* start The input *
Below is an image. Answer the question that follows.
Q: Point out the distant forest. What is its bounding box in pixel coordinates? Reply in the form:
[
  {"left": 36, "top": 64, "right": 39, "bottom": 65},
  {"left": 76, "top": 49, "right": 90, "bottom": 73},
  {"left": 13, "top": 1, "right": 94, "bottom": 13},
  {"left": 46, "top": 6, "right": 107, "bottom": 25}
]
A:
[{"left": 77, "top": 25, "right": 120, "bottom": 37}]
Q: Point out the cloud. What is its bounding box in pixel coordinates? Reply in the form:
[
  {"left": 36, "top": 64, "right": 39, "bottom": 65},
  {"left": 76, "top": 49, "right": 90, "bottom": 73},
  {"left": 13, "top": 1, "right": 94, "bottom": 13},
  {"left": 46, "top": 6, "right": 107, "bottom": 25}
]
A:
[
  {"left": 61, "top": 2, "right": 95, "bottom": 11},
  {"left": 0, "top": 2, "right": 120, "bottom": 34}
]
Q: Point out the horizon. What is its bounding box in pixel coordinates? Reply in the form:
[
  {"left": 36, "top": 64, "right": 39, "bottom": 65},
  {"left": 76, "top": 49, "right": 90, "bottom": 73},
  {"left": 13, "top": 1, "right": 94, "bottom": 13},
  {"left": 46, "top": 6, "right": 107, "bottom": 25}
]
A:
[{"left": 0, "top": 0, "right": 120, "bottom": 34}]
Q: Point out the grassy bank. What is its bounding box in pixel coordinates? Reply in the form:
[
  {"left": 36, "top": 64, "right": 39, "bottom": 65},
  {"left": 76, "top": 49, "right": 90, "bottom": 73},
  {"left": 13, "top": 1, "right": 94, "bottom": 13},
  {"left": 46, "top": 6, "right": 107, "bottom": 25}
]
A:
* end The input *
Job — Output the listing above as a JSON list of strings, one string per line, leaving out blank lines.

Result of this exercise —
[
  "Below is an image. Answer the question that follows.",
  "Q: Point out the distant forest. What is its bounding box in pixel coordinates? Reply in the form:",
  "[",
  "  {\"left\": 36, \"top\": 64, \"right\": 39, \"bottom\": 65},",
  "  {\"left\": 76, \"top\": 49, \"right\": 90, \"bottom\": 73},",
  "  {\"left\": 13, \"top\": 1, \"right\": 94, \"bottom\": 13},",
  "  {\"left\": 46, \"top\": 6, \"right\": 107, \"bottom\": 25}",
  "]",
  "A:",
  "[{\"left\": 77, \"top\": 25, \"right\": 120, \"bottom\": 37}]",
  "Q: Point out the cloud. What is its bounding box in pixel coordinates? Reply in the form:",
  "[",
  "  {\"left\": 36, \"top\": 64, \"right\": 39, \"bottom\": 65},",
  "  {\"left\": 76, \"top\": 49, \"right\": 90, \"bottom\": 73},",
  "  {\"left\": 13, \"top\": 1, \"right\": 94, \"bottom\": 13},",
  "  {\"left\": 46, \"top\": 6, \"right\": 107, \"bottom\": 25}",
  "]",
  "A:",
  "[",
  "  {\"left\": 61, \"top\": 2, \"right\": 95, \"bottom\": 11},",
  "  {\"left\": 0, \"top\": 2, \"right\": 120, \"bottom\": 34}",
  "]",
  "Q: Point out the horizon. What is its bounding box in pixel coordinates? Reply in the form:",
  "[",
  "  {\"left\": 36, \"top\": 64, \"right\": 39, \"bottom\": 65},",
  "  {\"left\": 76, \"top\": 49, \"right\": 90, \"bottom\": 73},",
  "  {\"left\": 13, \"top\": 1, \"right\": 94, \"bottom\": 13},",
  "  {\"left\": 46, \"top\": 6, \"right\": 107, \"bottom\": 25}",
  "]",
  "A:",
  "[{\"left\": 0, \"top\": 0, \"right\": 120, \"bottom\": 34}]",
  "Q: Point out the grassy bank. What is its bounding box in pixel coordinates? Reply in the form:",
  "[",
  "  {\"left\": 36, \"top\": 64, \"right\": 39, \"bottom\": 65},",
  "  {\"left\": 76, \"top\": 49, \"right\": 90, \"bottom\": 73},",
  "  {\"left\": 13, \"top\": 1, \"right\": 94, \"bottom\": 13},",
  "  {\"left\": 46, \"top\": 6, \"right\": 107, \"bottom\": 25}",
  "]",
  "A:"
]